Action requise: Pourriez-vous écrire la suite du récit sur la maladie de Farquhar, en reprenant juste après la dernière phrase ?

Document source:

____________

Telle était la réponse qui m’était faite, et que je ne pouvais comprendre. Plus de kaniki, plus de guide, plus qu’un âne, et tout allait bien ! Sur la demande d’un simple soldat, il avait envoyé deux charges de mérikani, valant cent cinquante dollars en numéraire ; six cents mètres d’étoffe ! de quoi nourrir cinquante hommes de Bagamoyo à l’Ounyanyembé. Évidemment il était fou. J’allais le savoir, d’ailleurs, en arrivant à Kiora, où je vis de loin sa tente, perchée sur un tas de fumier.

Dès qu’il entendit ma voix, Farquhar se traina hors de sa demeure, ce qu’il n’avait pas fait depuis quinze jours. Je n’aurais jamais reconnu mon joyeux marin dans cet homme pâle et bouffi, aux jambes éléphantines ; il était parti de Bagamoyo si alerte et si pimpant !

Une colline aérée dominait le village ; j’y fis établir notre boma ; et, lorsque ma tente fut dressée, j’y fis porter le malade.

Interrogé sur son état, Farquhar me dit qu’il ne savait pas d’où cela lui était venu et qu’il n’éprouvait aucune douleur.

« Vous ne souffrez pas dans le côté droit ? lui demandai-je.

____________

Données d'entrée:

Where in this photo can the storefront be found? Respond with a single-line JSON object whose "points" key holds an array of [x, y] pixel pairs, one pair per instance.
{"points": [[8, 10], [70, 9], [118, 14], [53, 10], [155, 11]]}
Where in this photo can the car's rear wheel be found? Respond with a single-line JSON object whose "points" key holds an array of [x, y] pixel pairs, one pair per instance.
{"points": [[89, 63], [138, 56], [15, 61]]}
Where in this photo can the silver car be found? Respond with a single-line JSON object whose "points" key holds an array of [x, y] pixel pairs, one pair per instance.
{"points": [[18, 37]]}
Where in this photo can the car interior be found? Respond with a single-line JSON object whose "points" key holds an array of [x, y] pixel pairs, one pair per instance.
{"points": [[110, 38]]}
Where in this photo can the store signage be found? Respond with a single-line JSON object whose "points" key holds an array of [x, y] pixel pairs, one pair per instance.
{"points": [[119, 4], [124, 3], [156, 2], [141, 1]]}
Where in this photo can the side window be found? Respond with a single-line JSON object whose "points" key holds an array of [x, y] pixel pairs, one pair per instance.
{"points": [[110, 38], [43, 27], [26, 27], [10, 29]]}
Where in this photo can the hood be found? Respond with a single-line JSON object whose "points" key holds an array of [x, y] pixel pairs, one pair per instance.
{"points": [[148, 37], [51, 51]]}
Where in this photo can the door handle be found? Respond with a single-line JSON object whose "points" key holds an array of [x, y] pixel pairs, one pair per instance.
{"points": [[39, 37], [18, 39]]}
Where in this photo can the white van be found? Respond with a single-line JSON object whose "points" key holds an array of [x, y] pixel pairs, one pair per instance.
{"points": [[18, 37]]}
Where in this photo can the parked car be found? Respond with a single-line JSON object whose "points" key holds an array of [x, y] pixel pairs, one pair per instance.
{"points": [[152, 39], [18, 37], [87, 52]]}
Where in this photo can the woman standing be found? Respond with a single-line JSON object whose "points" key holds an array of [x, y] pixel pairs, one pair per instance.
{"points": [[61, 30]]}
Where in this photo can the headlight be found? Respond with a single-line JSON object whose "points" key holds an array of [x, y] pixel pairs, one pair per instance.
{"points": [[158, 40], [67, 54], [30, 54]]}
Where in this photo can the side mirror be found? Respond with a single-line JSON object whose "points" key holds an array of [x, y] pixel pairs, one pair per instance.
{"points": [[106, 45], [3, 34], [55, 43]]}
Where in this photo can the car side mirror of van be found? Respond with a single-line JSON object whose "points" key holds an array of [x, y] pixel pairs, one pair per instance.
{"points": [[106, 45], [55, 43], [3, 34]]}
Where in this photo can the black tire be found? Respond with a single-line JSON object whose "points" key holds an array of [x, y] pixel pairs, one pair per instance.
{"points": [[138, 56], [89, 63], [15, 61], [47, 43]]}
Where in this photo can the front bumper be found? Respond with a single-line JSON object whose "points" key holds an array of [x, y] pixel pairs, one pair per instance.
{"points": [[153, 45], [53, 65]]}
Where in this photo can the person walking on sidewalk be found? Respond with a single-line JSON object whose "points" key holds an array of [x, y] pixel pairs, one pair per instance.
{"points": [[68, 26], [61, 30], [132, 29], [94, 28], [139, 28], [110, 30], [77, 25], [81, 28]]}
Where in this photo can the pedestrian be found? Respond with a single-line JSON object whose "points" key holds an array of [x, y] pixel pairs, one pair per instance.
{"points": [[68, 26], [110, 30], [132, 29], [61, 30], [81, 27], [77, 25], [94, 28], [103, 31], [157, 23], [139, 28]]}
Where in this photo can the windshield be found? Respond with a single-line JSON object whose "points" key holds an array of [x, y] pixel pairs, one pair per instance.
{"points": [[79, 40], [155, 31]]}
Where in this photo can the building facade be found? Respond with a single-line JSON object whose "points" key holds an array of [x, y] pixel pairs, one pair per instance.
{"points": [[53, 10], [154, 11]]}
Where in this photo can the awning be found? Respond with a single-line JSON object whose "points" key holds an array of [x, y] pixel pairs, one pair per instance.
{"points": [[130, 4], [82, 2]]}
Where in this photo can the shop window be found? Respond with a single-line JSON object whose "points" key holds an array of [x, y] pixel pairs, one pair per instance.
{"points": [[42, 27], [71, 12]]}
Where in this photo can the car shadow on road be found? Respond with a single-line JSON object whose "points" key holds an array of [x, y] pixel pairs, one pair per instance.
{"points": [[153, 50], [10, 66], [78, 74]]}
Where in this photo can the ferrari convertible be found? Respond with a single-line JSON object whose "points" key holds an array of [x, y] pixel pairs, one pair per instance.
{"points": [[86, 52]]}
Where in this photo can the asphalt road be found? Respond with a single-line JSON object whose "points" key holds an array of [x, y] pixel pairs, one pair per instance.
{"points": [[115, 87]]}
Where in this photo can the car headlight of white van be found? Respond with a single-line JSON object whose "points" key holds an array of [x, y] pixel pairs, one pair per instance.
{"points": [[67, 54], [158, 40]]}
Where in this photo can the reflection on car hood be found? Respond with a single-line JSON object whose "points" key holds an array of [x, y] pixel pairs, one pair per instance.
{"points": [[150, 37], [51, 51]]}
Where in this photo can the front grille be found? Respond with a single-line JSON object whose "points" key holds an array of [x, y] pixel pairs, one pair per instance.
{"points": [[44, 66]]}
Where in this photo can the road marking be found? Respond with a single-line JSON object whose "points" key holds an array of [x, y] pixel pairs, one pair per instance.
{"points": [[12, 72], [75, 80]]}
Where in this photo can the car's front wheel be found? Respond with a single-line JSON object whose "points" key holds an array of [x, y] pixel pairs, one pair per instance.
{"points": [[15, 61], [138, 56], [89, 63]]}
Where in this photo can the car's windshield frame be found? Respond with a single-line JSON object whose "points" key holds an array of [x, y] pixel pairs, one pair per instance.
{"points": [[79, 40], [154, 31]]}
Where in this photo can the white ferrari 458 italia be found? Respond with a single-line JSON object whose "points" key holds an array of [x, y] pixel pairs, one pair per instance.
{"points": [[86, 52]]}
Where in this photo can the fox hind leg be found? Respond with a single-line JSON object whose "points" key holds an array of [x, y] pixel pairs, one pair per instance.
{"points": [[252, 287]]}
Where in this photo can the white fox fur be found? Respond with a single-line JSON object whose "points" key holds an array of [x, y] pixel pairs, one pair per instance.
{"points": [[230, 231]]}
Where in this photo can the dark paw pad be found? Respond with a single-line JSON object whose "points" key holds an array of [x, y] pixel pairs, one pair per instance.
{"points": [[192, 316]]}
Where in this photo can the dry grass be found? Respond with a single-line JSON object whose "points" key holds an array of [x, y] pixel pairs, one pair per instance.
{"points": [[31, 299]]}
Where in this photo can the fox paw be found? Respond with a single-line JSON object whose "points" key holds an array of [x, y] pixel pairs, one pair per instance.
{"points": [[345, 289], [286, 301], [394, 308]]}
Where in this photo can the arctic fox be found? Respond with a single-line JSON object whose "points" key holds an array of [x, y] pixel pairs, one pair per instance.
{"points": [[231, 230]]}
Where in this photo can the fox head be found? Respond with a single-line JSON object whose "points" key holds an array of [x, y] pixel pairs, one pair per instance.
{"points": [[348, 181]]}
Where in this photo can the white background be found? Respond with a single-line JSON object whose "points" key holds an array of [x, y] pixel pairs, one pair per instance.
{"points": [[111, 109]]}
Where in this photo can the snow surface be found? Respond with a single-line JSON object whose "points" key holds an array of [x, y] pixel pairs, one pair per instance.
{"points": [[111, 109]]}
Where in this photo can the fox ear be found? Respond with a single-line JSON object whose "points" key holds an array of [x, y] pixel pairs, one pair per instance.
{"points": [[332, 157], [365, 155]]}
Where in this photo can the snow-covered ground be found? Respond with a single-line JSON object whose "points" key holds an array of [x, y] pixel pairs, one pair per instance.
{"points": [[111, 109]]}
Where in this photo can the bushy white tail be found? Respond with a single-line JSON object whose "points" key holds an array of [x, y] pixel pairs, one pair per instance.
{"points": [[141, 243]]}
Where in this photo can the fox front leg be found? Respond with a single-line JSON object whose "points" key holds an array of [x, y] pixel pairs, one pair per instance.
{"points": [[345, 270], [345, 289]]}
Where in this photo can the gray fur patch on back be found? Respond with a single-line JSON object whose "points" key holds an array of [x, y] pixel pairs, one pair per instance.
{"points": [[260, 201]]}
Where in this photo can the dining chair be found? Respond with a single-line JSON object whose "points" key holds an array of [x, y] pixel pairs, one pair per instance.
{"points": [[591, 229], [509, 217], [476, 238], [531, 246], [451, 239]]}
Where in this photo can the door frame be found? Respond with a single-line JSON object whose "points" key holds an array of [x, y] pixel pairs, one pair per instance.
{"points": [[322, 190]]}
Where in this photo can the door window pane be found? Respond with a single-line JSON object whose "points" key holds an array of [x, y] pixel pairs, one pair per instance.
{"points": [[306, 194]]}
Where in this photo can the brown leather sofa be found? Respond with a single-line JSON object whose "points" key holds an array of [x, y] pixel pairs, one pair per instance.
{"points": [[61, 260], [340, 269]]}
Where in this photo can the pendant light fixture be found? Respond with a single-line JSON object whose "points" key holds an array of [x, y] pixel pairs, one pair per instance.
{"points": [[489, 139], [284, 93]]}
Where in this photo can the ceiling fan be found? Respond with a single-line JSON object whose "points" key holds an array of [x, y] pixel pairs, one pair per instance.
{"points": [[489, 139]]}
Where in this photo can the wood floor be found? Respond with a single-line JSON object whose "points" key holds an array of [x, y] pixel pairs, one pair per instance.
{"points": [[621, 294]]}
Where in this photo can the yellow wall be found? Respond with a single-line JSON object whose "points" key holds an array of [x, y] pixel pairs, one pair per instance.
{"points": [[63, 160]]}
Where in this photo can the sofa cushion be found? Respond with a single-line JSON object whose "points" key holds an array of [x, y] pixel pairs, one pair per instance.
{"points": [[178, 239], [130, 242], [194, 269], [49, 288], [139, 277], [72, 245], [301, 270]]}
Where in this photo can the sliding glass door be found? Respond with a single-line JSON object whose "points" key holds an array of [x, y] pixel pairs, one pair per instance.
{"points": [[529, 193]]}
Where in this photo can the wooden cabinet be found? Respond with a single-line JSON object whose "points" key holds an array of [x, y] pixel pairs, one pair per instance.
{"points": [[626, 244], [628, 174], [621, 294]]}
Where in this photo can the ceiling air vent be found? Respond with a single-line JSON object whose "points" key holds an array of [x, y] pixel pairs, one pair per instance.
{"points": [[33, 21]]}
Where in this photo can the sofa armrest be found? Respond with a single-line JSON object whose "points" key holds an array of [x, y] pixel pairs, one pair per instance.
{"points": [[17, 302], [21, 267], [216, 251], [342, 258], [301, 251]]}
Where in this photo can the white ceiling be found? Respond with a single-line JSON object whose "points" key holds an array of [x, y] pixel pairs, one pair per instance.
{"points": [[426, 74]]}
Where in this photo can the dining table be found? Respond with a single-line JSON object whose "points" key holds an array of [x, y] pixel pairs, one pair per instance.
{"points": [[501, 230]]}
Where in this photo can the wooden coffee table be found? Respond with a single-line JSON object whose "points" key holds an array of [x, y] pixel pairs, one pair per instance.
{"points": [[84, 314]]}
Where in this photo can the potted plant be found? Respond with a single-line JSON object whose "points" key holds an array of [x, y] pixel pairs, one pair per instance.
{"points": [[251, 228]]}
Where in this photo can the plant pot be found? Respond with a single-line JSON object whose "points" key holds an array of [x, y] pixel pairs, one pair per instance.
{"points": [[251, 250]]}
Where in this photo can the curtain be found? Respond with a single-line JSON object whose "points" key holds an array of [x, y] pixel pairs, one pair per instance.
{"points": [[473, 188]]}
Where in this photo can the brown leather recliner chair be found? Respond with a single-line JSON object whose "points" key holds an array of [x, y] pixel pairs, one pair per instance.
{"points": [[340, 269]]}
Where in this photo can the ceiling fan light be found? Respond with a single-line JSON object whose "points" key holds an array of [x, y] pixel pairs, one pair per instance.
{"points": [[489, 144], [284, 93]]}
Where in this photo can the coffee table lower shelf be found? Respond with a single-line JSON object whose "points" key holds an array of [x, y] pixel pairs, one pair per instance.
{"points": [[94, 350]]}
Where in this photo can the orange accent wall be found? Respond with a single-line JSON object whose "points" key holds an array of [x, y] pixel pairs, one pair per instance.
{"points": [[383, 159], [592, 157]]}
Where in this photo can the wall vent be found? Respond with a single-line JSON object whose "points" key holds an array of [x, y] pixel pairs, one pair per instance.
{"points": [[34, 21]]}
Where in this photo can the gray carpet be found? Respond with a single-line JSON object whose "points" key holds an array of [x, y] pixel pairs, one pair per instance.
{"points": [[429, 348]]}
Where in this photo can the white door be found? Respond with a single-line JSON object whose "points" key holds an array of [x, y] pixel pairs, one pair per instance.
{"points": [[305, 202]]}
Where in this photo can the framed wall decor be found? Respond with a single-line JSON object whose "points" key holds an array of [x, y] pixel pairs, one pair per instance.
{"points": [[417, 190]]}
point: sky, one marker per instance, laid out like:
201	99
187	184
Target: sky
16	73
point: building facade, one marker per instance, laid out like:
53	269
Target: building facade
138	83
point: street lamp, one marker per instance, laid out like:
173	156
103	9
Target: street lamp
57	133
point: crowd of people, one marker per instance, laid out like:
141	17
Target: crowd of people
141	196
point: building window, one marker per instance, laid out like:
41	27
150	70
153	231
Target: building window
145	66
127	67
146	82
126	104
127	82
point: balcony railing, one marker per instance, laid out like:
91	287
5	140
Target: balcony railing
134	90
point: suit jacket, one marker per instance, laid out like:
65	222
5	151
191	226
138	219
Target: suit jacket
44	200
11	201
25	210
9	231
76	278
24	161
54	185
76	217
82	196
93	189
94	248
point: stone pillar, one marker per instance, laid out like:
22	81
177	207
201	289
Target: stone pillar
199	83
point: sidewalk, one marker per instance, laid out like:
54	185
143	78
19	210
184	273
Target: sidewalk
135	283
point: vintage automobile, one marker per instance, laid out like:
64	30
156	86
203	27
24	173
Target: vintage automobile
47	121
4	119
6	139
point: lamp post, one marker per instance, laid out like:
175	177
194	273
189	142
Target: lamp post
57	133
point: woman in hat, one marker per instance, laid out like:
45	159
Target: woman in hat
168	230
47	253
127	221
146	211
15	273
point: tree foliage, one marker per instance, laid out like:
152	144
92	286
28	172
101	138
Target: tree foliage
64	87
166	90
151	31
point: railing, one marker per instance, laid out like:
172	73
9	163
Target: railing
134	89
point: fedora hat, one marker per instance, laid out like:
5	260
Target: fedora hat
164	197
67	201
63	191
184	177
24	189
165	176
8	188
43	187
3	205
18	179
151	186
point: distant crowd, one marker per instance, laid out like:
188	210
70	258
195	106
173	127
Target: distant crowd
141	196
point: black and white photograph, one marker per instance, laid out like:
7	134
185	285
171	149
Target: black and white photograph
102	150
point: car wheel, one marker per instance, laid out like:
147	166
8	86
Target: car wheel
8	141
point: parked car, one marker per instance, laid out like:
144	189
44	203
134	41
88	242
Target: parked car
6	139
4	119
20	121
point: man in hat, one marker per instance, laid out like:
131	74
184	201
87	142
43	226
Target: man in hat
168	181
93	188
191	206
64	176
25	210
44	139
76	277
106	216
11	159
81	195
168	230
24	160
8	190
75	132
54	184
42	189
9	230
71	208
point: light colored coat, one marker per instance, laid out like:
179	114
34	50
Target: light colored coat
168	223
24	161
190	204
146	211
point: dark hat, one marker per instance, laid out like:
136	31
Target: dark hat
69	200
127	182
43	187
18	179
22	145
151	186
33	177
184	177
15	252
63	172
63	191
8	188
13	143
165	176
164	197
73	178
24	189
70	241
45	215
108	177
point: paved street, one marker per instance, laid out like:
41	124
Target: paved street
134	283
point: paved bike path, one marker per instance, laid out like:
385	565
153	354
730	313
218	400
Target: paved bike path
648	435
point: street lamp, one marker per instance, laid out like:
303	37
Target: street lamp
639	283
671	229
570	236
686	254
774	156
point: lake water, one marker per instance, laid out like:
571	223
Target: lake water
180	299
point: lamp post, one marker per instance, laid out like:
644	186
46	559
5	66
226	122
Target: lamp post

____________

Corrigé de l'exercice:
— Si, du moins je le crois ; mais je n’en sais rien.

— Il ne vous arrive pas quelquefois de sentir au-dessus de la mamelle gauche un élancement, accompagné de suffocation.

— Oui ; quelquefois j’ai l’haleine courte. »

Toujours des réponses ambiguës. La seule chose qu’il accusât nettement, c’était le mauvais état de ses jambes, horriblement gonflées, « Il avait un appétit de cheval, et n’en était pas moins faible. »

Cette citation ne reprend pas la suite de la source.